> _REQUIRED TASK_
Copy out all of the entries below word for word, keeping every line in its original order. Leave the pictures out.

---------- SOURCE MATERIAL

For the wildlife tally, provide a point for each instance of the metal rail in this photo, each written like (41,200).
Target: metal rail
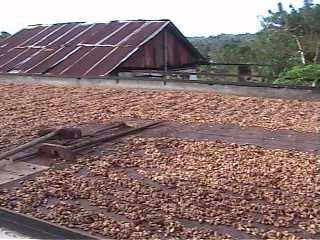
(36,228)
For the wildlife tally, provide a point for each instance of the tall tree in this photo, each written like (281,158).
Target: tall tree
(302,24)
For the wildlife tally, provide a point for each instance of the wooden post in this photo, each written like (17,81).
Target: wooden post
(165,52)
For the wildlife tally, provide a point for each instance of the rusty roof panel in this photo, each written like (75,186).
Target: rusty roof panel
(52,60)
(29,53)
(110,61)
(127,29)
(104,33)
(70,61)
(20,37)
(88,60)
(145,33)
(41,35)
(40,56)
(76,49)
(56,34)
(10,56)
(87,34)
(68,36)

--------------------

> _RESULT BELOW_
For the wildlife tally, provide a point for each instance of the metal rail in this photo, each written like (41,200).
Target: metal rail
(36,228)
For the wildlife tally, provide a point for each instance of the tall tree in this photo, each written like (281,158).
Target: tall tree
(302,24)
For the wildlife tally, provide a point for each instance of the wooden post in this photo, each written like (17,81).
Target: wooden post
(165,52)
For the wildlife tally, provide a point for each instance of the rusty roof panel in this photo, each written like (75,186).
Target: rusty roof panel
(52,60)
(29,53)
(110,61)
(127,29)
(104,33)
(70,61)
(20,37)
(88,60)
(145,33)
(41,35)
(40,56)
(76,49)
(56,34)
(10,56)
(87,34)
(68,36)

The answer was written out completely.